### Text block
— start —

Table 19.2 lists cost categories that apply across the retail supply chain, regardless of echelon—retailer, distributor, original equipment manufacturer (OEM), or second-tier supplier. The recommended list includes four workforce costs; recurring costs that include the cost of capital; and three categories of purchased-item costs. For retailers, most of the purchased-item costs are for the merchandise they sell. In fact, these may dwarf the costs of internal operations. However, effectively managing internal operating processes makes the difference in customer service and profitability—particularly if one's competitors pay similar prices for the same merchandise.
Why separate costs into categories? We noted above that cost-reduction techniques for each category are different. Table 19.2 describes the environmental characteristics of each cost category. In manufacturing, for example, direct labor is often viewed as a target for cost reduction. Many manufacturers focus on this category using industrial engineering and operations research tools, even though this category may represent a small proportion of overall product cost. For manufacturers and retailers, hard-to-measure administrative and technical groups offer more potential for increased efficiency and effectiveness, but making improvements in these groups requires a wider skill set. This includes understanding not only the work content, but also the effectiveness of the function, the role of incentives, the quality of decisions, the importance of work skills, and the potential for automation.
Box II-B also upgrades capital-recovery reporting to account for the cost of money to acquire the asset. These costs fit into the Recurring Cost category in Table 19.2. Capital items include assets such as plant and equipment as well as working capital, like inventory and accounts receivable. Calculating the cost of capital utilizes a rate of interest, or discount rate. Many companies refer to this as the hurdle rate that any investment must meet in order to be approved. Companies often calculate the hurdle rate by averaging the rates of interest paid to those financing the enterprise: banks, leaseholders, shareholders, mortgage holders, franchisees, and bond investors.
Applying the discount rate, the resulting calculation is the equivalent uniform annual cost (EUAC) for the asset. This approach has variations, including EVA (Economic Value Added)4 and residual income. EUAC effectively converts the investment cost into an expense. Because the equations used for calculating EUAC are complex, practitioners use tables or calculators to determine those numbers.

— end —

### Recorded information
— start —

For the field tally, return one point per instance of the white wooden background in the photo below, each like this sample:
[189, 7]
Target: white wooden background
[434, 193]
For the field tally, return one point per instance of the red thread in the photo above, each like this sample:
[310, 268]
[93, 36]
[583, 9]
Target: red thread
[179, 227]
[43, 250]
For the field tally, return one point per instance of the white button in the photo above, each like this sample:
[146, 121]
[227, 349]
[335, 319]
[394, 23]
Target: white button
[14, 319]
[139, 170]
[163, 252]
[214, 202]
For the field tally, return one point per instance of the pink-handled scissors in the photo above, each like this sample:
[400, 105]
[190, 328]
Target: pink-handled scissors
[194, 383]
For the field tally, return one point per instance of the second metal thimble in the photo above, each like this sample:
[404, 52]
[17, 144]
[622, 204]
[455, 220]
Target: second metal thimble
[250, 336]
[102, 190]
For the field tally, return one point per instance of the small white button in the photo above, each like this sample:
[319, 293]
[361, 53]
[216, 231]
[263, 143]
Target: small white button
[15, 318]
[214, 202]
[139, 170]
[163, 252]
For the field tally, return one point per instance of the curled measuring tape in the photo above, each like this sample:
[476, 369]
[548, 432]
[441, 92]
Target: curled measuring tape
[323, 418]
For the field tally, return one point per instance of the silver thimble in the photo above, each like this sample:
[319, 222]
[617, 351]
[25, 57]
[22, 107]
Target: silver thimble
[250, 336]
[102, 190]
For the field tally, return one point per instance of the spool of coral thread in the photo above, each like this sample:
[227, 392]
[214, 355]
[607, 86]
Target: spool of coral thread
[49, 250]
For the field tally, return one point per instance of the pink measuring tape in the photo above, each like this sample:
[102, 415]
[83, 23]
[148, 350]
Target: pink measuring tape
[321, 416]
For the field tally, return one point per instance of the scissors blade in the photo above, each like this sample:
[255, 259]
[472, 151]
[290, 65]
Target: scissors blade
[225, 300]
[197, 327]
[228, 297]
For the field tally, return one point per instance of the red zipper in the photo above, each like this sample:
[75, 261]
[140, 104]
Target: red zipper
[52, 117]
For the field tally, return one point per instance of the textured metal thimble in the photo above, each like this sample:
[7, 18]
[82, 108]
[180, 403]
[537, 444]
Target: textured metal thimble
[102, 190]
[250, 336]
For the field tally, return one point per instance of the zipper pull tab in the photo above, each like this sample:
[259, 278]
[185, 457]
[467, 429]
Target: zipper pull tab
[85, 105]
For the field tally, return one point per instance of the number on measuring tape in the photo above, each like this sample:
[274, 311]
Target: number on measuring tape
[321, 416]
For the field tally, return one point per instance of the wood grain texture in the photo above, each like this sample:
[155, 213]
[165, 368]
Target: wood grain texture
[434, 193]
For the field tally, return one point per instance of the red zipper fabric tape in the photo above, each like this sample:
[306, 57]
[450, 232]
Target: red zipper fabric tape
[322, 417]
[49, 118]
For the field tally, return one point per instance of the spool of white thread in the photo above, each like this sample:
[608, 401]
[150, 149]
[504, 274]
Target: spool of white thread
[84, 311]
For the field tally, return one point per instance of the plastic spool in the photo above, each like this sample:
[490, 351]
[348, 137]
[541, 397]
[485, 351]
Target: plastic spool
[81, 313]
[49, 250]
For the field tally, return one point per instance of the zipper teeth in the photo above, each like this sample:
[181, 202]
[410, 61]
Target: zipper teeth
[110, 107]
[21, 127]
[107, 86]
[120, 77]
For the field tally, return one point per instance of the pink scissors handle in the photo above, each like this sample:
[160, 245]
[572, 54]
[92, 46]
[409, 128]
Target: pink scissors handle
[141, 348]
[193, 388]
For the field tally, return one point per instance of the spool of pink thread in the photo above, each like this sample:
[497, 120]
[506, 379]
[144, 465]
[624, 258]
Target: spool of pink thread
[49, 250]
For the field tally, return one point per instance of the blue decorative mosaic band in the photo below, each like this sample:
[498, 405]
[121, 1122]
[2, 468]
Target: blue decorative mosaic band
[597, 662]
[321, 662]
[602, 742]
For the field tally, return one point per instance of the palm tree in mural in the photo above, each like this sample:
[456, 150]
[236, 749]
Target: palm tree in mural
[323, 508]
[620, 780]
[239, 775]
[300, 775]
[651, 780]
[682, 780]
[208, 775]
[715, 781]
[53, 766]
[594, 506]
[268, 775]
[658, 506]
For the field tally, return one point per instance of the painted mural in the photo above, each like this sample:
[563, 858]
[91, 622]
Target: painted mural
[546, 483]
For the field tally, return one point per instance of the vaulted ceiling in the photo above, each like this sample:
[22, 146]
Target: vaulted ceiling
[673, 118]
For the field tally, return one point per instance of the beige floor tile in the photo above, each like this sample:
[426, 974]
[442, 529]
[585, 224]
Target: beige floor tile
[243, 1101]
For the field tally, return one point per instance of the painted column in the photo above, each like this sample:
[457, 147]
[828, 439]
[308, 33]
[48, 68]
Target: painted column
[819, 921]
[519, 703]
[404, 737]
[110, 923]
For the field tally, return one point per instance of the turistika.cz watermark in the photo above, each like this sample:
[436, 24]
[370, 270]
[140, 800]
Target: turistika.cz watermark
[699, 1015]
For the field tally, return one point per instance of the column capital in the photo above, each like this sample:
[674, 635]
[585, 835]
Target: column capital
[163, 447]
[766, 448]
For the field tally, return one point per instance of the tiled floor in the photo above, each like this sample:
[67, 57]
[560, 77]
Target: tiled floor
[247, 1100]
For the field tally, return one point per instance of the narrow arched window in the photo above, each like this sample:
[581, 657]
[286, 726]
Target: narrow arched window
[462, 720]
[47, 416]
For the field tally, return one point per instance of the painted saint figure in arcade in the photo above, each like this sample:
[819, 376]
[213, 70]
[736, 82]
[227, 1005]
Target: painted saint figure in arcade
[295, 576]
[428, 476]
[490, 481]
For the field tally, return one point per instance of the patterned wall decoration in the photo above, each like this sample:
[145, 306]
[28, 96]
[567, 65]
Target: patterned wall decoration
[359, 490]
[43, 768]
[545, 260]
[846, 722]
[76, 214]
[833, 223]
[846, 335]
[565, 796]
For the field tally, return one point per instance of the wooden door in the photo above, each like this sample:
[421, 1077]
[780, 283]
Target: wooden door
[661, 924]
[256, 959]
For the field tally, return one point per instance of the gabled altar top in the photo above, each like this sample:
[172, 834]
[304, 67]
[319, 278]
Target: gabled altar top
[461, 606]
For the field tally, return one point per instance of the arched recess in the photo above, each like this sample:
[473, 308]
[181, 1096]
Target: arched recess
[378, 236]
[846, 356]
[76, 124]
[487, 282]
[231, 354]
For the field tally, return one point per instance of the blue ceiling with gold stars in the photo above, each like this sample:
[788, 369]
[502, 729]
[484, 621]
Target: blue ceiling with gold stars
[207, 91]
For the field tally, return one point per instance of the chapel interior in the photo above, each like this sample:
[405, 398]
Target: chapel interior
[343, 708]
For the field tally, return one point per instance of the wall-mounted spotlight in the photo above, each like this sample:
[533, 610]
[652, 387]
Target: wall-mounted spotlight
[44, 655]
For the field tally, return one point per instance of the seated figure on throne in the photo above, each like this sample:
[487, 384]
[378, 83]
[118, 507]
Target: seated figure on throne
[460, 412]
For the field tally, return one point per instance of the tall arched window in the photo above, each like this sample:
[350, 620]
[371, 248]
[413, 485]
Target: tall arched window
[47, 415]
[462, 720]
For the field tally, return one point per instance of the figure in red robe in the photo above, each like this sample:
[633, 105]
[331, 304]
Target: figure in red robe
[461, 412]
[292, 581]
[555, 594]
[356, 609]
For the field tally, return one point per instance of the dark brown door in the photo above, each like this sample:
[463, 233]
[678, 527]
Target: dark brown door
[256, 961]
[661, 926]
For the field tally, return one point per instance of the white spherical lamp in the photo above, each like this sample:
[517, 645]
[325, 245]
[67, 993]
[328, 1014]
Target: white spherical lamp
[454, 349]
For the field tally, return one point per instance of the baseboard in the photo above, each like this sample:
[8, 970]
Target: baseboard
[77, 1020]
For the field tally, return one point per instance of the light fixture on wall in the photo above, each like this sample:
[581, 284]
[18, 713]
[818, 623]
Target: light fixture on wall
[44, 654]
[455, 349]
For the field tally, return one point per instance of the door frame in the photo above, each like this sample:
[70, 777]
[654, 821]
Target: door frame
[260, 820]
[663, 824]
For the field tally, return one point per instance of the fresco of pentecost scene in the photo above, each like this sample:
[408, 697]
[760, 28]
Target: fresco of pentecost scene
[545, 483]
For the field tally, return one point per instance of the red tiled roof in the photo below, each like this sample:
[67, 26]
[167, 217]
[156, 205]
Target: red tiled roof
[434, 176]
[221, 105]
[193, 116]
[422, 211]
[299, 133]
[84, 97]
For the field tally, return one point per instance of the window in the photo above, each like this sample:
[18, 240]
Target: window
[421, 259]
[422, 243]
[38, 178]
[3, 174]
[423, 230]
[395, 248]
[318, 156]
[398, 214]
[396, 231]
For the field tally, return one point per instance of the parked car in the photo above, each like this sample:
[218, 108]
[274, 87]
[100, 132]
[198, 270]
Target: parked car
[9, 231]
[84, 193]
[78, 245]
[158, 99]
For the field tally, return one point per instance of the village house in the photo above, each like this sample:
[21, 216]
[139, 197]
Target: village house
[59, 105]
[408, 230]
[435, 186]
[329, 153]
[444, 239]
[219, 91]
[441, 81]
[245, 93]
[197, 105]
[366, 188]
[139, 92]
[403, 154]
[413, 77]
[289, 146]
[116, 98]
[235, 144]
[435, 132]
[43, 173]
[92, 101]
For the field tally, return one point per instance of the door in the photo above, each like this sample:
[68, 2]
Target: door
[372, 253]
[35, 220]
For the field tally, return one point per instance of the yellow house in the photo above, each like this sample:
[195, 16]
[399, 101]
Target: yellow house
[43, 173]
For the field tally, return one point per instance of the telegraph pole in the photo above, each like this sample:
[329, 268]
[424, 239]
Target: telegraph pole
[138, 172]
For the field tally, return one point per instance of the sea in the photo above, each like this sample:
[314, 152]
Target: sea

— end —

### Work to complete
1. According to the passage on supply chain cost categories, how many categories of purchased-item costs does the recommended list include?
2. Rewrite the passage on supply chain cost categories from "Table 19.2 lists" down to "the same merchandise.", replacing "merchandise" with "goods".
3. Translate this sentence from the passage on supply chain cost categories into Spanish: "EUAC effectively converts the investment cost into an expense."

### Task results
1. Three.

2.
Table 19.2 lists cost categories that apply across the retail supply chain, regardless of echelon—retailer, distributor, original equipment manufacturer (OEM), or second-tier supplier. The recommended list includes four workforce costs; recurring costs that include the cost of capital; and three categories of purchased-item costs. For retailers, most of the purchased-item costs are for the goods they sell. In fact, these may dwarf the costs of internal operations. However, effectively managing internal operating processes makes the difference in customer service and profitability—particularly if one's competitors pay similar prices for the same goods.

3. En efecto, el EUAC convierte el costo de la inversión en un gasto.